== Selected excerpt ==

Re: [PATCH v2 5/5] virtio-scsi: introduce multiqueue support

From: Wanlong Gao
Date: Tue Dec 25 2012 - 07:40:44 EST


On 12/19/2012 12:02 AM, Michael S. Tsirkin wrote:
> On Tue, Dec 18, 2012 at 04:51:28PM +0100, Paolo Bonzini wrote:
>> Il 18/12/2012 16:03, Michael S. Tsirkin ha scritto:
>>> On Tue, Dec 18, 2012 at 03:08:08PM +0100, Paolo Bonzini wrote:
>>>> Il 18/12/2012 14:57, Michael S. Tsirkin ha scritto:
>>>>>> -static int virtscsi_queuecommand(struct Scsi_Host *sh, struct scsi_cmnd *sc)
>>>>>> +static int virtscsi_queuecommand(struct virtio_scsi *vscsi,
>>>>>> + struct virtio_scsi_target_state *tgt,
>>>>>> + struct scsi_cmnd *sc)
>>>>>> {
>>>>>> - struct virtio_scsi *vscsi = shost_priv(sh);
>>>>>> - struct virtio_scsi_target_state *tgt = &vscsi->tgt[sc->device->id];
>>>>>> struct virtio_scsi_cmd *cmd;
>>>>>> + struct virtio_scsi_vq *req_vq;
>>>>>> int ret;
>>>>>>
>>>>>> struct Scsi_Host *shost = virtio_scsi_host(vscsi->vdev);
>>>>>> @@ -461,7 +533,8 @@ static int virtscsi_queuecommand(struct Scsi_Host *sh, struct scsi_cmnd *sc)
>>>>>> BUG_ON(sc->cmd_len > VIRTIO_SCSI_CDB_SIZE);
>>>>>> memcpy(cmd->req.cmd.cdb, sc->cmnd, sc->cmd_len);
>>>>>>
>>>>>> - if (virtscsi_kick_cmd(tgt, &vscsi->req_vq, cmd,
>>>>>> + req_vq = ACCESS_ONCE(tgt->req_vq);
>>>>>
>>>>> This ACCESS_ONCE without a barrier looks strange to me.
>>>>> Can req_vq change? Needs a comment.
>>>>
>>>> Barriers are needed to order two things. Here I don't have the second thing
>>>> to order against, hence no barrier.
>>>>
>>>> Accessing req_vq lockless is safe, and there's a comment about it, but you
>>>> still want ACCESS_ONCE to ensure the compiler doesn't play tricks.
>>>
>>> That's just it.
>>> Why don't you want compiler to play tricks?
>>
>> Because I want the lockless access to occur exactly when I write it.
>
> It doesn't occur when you write it. CPU can still move accesses
> around. That's why you either need both ACCESS_ONCE and a barrier
> or none.
>
>> Otherwise I have one more thing to think about, i.e. what a crazy
>> compiler writer could do with my code. And having been on the other
>> side of the trench, compiler writers can have *really* crazy ideas.
>>
>> Anyhow, I'll reorganize the code to move the ACCESS_ONCE closer to the
>> write and make it clearer.
>>
>>>>>> + if (virtscsi_kick_cmd(tgt, req_vq, cmd,
>>>>>> sizeof cmd->req.cmd, sizeof cmd->resp.cmd,
>>>>>> GFP_ATOMIC) == 0)
>>>>>> ret = 0;
>>>>>> @@ -472,6 +545,48 @@ out:
>>>>>> return ret;
>>>>>> }
>>>>>>
>>>>>> +static int virtscsi_queuecommand_single(struct Scsi_Host *sh,
>>>>>> + struct scsi_cmnd *sc)

== Given problem A ==
In the virtio-scsi patch discussion, why does Paolo Bonzini say no barrier is used with the ACCESS_ONCE of req_vq?
== Given problem B ==
Write the next part of the virtio-scsi patch discussion, starting after its final line.

Object location annotation data:

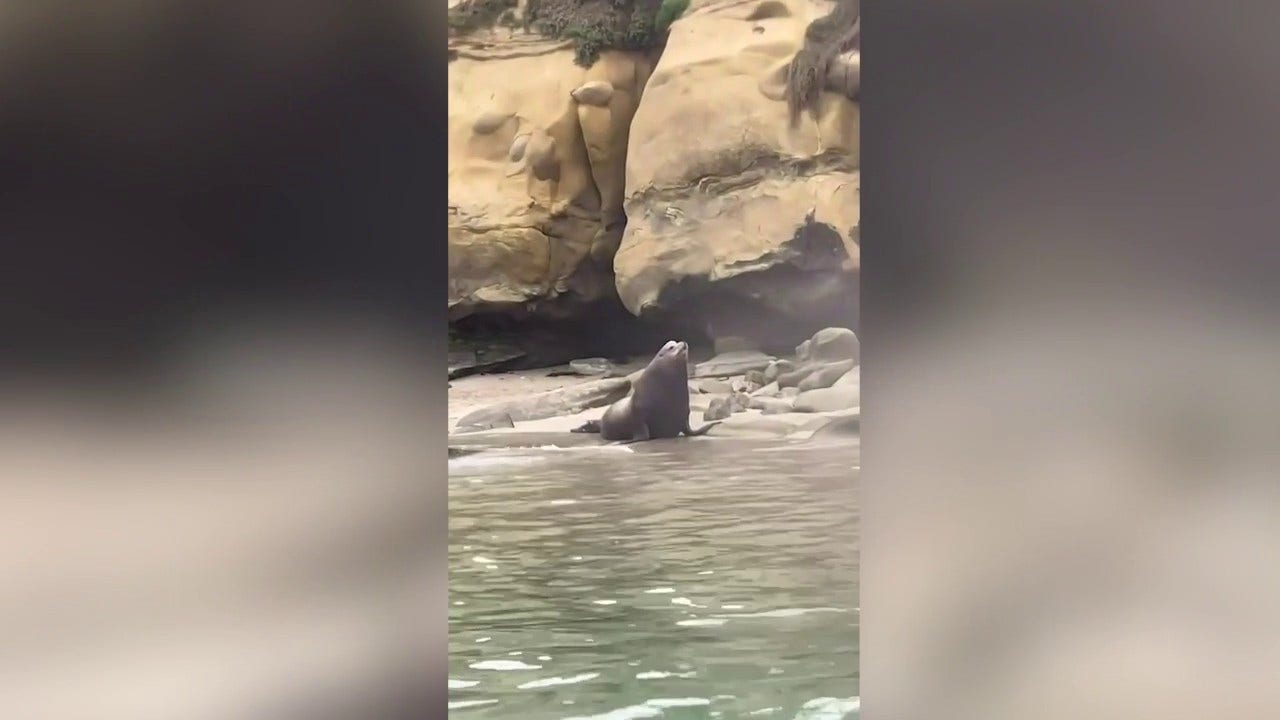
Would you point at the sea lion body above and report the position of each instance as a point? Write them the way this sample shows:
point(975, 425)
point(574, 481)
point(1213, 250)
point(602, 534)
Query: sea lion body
point(658, 405)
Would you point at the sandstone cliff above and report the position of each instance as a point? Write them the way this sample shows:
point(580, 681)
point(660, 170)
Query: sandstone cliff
point(676, 178)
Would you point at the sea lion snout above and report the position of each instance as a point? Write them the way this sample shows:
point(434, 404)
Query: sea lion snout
point(675, 347)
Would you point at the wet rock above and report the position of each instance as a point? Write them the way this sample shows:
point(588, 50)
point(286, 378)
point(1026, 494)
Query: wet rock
point(771, 390)
point(487, 419)
point(800, 374)
point(716, 387)
point(828, 345)
point(827, 400)
point(720, 409)
point(597, 92)
point(777, 368)
point(771, 405)
point(561, 401)
point(593, 367)
point(735, 343)
point(732, 364)
point(841, 427)
point(826, 376)
point(850, 378)
point(490, 358)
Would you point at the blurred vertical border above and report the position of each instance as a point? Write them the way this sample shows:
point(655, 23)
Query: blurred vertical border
point(222, 429)
point(1069, 254)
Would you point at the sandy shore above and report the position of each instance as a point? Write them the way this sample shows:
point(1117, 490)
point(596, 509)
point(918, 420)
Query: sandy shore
point(474, 392)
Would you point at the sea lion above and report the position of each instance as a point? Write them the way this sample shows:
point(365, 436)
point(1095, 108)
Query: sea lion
point(658, 405)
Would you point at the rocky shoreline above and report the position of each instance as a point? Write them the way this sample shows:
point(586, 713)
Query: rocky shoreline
point(750, 392)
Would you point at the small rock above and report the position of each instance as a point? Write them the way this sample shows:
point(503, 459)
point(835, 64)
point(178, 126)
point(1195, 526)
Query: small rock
point(595, 92)
point(716, 387)
point(794, 377)
point(489, 122)
point(850, 378)
point(516, 153)
point(767, 391)
point(771, 405)
point(826, 376)
point(487, 419)
point(562, 401)
point(840, 427)
point(827, 400)
point(828, 345)
point(734, 343)
point(592, 367)
point(732, 364)
point(777, 368)
point(803, 350)
point(720, 409)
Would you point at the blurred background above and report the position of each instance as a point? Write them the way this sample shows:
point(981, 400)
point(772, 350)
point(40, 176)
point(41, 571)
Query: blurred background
point(220, 410)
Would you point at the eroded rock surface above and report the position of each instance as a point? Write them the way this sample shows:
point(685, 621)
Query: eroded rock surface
point(666, 180)
point(723, 196)
point(536, 163)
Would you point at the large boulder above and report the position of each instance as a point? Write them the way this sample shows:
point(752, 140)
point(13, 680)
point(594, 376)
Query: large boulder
point(538, 147)
point(728, 205)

== Final answer A ==
Barriers order two things, and there is no second thing to order against.

== Final answer B ==
>>>>>> +{
>>>>>> + struct virtio_scsi *vscsi = shost_priv(sh);
>>>>>> + struct virtio_scsi_target_state *tgt = &vscsi->tgt[sc->device->id];
>>>>>> +
>>>>>> + atomic_inc(&tgt->reqs);
>>>>>
>>>>> And here we don't have barrier after atomic? Why? Needs a comment.
>>>>
>>>> Because we don't write req_vq, so there's no two writes to order. Barrier
>>>> against what?
>>>
>>> Between atomic update and command. Once you queue command it
>>> can complete and decrement reqs, if this happens before
>>> increment reqs can become negative even.
>>
>> This is not a problem. Please read Documentation/memory-barrier.txt:
>>
>> The following also do _not_ imply memory barriers, and so may
>> require explicit memory barriers under some circumstances
>> (smp_mb__before_atomic_dec() for instance):
>>
>> atomic_add();
>> atomic_sub();
>> atomic_inc();
>> atomic_dec();
>>
>> If they're used for statistics generation, then they probably don't
>> need memory barriers, unless there's a coupling between statistical
>> data.
>>
>> This is the single-queue case, so it falls under this case.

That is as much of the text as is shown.